Work to be completed
Keep only the lines in the records below that contain the word "shelf", and copy each of them out.

Material for the task
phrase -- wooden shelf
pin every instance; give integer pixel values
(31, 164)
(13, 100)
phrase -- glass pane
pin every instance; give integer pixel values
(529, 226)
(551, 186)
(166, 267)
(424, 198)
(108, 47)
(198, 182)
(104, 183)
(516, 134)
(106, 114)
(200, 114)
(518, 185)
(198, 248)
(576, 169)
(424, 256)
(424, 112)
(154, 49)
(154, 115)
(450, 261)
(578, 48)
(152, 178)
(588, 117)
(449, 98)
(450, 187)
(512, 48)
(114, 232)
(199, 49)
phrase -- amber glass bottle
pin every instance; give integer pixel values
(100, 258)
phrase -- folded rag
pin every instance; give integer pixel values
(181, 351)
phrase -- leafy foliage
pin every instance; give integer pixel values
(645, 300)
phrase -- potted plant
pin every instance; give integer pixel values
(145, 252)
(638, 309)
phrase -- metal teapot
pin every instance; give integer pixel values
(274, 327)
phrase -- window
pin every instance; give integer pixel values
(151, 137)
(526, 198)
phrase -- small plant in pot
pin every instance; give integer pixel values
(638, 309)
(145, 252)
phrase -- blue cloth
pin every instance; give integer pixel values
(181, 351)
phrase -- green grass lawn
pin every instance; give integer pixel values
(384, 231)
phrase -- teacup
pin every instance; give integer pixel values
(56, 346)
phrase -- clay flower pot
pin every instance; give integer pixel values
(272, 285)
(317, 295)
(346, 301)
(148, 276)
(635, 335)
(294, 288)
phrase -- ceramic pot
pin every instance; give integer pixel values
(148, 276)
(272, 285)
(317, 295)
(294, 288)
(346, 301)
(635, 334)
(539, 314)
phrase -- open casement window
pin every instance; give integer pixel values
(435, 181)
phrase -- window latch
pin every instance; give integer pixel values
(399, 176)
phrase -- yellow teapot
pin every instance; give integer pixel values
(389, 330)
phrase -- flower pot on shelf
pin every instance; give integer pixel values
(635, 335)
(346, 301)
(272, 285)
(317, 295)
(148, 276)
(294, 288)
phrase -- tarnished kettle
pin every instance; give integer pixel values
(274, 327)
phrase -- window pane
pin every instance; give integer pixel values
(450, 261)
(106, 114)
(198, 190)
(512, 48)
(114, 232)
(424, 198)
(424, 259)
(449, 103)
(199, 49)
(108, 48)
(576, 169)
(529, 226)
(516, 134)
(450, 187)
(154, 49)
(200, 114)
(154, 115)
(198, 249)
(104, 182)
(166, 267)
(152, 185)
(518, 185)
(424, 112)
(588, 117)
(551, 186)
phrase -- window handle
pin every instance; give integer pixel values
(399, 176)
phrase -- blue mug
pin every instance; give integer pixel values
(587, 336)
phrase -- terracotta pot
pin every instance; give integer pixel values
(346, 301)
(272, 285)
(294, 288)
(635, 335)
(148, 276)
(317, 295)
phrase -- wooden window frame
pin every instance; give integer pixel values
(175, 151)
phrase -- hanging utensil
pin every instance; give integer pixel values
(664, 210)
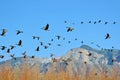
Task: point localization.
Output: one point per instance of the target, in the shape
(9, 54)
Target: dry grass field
(27, 73)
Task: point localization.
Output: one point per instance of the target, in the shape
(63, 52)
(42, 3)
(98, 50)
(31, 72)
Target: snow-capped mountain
(76, 59)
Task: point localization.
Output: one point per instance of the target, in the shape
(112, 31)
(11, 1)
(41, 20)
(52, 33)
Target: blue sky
(31, 15)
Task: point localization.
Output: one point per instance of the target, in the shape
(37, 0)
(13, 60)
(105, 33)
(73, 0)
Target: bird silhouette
(58, 44)
(107, 36)
(46, 27)
(12, 56)
(33, 37)
(45, 47)
(69, 29)
(24, 53)
(51, 55)
(65, 21)
(41, 43)
(69, 41)
(2, 47)
(12, 47)
(36, 37)
(52, 40)
(95, 22)
(82, 42)
(20, 43)
(37, 49)
(49, 44)
(58, 37)
(2, 56)
(54, 60)
(18, 32)
(8, 50)
(89, 22)
(114, 22)
(3, 32)
(106, 22)
(99, 21)
(32, 56)
(82, 22)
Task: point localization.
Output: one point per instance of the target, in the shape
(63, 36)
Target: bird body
(18, 32)
(3, 47)
(107, 36)
(37, 49)
(20, 43)
(46, 27)
(3, 32)
(69, 29)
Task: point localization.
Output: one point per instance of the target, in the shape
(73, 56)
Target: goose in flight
(107, 36)
(3, 32)
(46, 27)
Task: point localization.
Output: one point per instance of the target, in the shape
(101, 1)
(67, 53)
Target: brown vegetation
(27, 73)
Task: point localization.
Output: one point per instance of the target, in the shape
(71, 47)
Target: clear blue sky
(31, 15)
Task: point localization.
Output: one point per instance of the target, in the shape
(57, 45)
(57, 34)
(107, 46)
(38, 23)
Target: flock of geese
(45, 28)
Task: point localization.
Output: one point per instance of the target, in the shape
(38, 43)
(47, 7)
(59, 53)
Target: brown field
(26, 73)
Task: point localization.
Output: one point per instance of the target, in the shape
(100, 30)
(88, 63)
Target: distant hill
(76, 58)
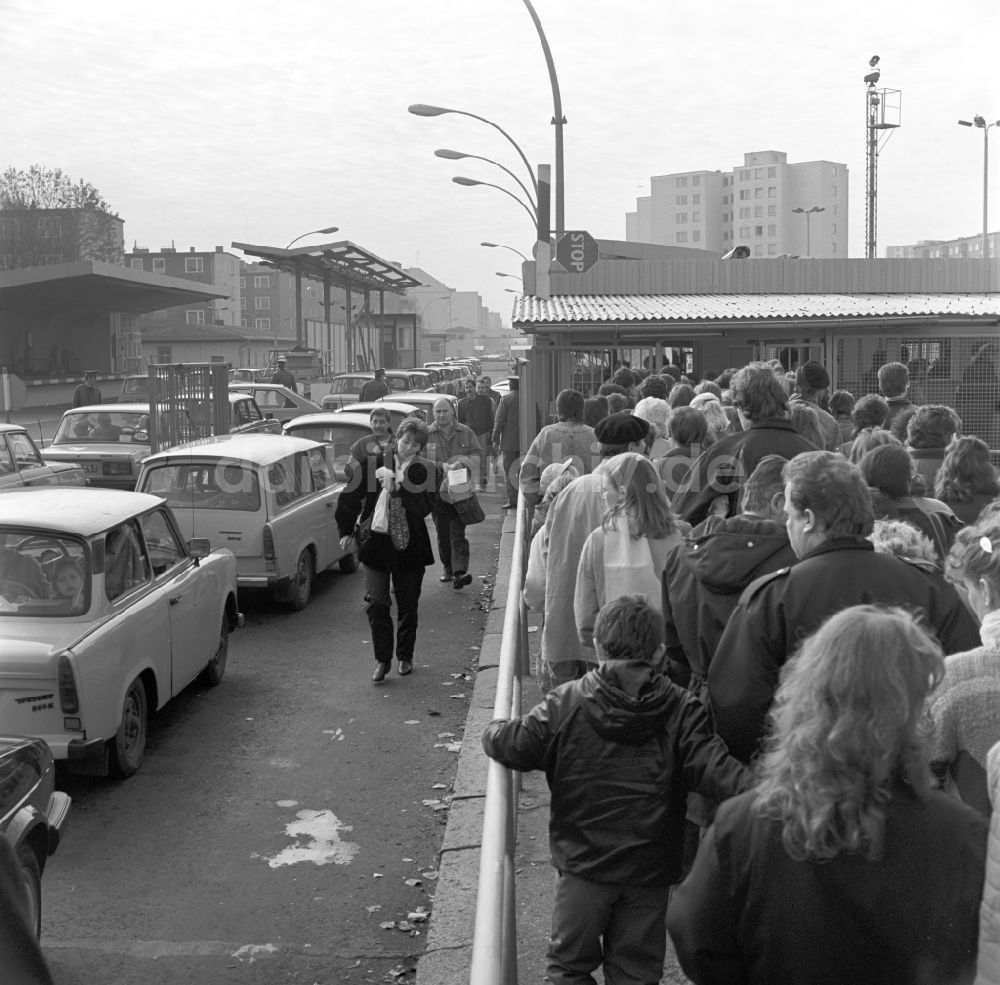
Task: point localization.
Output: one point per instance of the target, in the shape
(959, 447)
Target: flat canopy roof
(600, 311)
(344, 260)
(91, 287)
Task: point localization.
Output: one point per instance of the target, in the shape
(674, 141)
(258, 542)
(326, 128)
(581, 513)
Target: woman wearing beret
(412, 482)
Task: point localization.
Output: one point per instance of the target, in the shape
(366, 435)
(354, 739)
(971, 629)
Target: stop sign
(577, 251)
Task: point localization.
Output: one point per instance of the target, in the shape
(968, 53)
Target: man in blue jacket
(829, 517)
(620, 748)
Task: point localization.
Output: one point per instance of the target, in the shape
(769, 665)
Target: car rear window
(102, 427)
(338, 437)
(42, 574)
(205, 486)
(346, 384)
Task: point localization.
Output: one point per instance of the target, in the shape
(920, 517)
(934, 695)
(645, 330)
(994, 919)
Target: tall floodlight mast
(882, 114)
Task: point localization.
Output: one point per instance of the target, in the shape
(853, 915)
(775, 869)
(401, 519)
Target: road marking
(158, 950)
(321, 832)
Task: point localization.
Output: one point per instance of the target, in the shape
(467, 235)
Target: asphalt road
(283, 818)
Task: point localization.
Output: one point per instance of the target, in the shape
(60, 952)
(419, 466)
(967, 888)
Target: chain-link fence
(962, 372)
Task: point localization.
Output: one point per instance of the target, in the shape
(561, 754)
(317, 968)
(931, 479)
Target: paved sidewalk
(448, 953)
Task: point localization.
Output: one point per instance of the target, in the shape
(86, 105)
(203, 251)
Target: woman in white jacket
(626, 555)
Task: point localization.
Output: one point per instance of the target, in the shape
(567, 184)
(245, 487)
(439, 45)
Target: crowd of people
(771, 677)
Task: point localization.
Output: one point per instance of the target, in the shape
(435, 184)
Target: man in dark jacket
(893, 383)
(723, 468)
(376, 388)
(706, 573)
(620, 747)
(507, 439)
(283, 377)
(385, 563)
(829, 517)
(812, 383)
(87, 393)
(475, 411)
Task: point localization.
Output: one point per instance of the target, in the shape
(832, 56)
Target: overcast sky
(205, 123)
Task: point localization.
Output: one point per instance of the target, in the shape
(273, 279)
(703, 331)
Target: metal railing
(494, 942)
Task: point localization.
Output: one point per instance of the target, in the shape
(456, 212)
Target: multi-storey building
(768, 205)
(963, 248)
(217, 268)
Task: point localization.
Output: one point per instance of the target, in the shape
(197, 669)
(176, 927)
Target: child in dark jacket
(621, 748)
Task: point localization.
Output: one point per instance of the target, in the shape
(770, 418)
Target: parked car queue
(112, 601)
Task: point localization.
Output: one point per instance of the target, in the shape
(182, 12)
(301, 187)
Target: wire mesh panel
(187, 402)
(962, 372)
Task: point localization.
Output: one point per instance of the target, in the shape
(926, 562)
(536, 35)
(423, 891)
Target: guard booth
(187, 401)
(941, 318)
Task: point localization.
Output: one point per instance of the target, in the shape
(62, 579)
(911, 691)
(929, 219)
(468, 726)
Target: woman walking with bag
(392, 490)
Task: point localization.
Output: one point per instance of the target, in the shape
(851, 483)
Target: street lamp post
(299, 333)
(501, 246)
(979, 121)
(329, 229)
(807, 213)
(558, 121)
(470, 182)
(454, 155)
(423, 109)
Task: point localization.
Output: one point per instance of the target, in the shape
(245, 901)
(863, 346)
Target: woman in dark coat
(888, 472)
(412, 481)
(844, 866)
(967, 480)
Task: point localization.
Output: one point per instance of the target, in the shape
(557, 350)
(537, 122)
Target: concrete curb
(448, 954)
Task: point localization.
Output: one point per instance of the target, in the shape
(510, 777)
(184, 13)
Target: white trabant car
(338, 430)
(105, 614)
(22, 464)
(109, 441)
(270, 499)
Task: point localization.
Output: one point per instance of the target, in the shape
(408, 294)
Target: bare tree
(31, 236)
(48, 188)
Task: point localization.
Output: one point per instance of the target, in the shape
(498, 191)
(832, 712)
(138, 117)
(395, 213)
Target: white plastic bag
(380, 516)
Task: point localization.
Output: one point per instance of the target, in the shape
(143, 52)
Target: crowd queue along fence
(494, 944)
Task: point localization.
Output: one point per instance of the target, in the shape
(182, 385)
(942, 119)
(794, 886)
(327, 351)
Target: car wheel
(128, 746)
(302, 585)
(216, 667)
(31, 876)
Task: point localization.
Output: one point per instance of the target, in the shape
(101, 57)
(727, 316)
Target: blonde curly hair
(845, 728)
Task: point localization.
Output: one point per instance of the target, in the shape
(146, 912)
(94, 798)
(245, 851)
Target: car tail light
(69, 700)
(269, 560)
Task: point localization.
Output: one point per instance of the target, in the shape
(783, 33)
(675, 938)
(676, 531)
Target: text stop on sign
(577, 251)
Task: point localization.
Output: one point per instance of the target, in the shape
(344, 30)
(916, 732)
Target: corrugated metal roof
(600, 308)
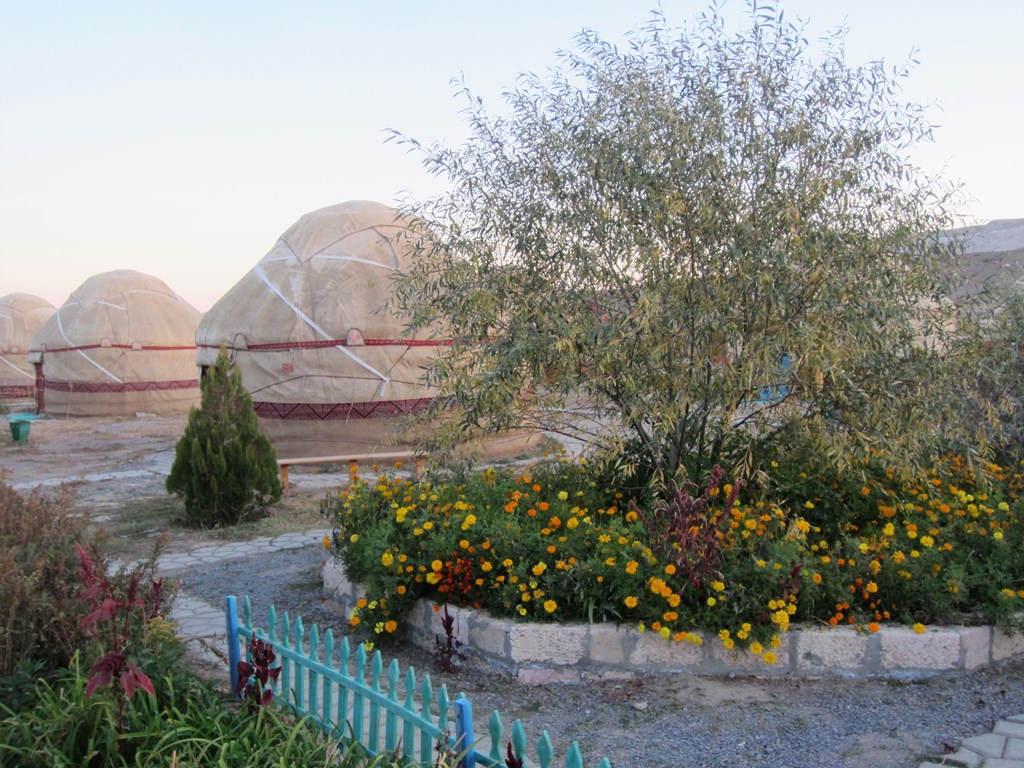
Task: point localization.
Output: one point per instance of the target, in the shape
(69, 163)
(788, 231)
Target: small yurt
(327, 366)
(20, 315)
(122, 344)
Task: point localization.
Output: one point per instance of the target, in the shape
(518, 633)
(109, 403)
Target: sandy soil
(116, 468)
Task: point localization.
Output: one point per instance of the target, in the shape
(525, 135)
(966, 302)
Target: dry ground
(116, 468)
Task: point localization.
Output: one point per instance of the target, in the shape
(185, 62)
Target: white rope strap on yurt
(7, 361)
(75, 347)
(309, 322)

Output below
phrase -- wooden shelf
phrase -- flower pot on shelf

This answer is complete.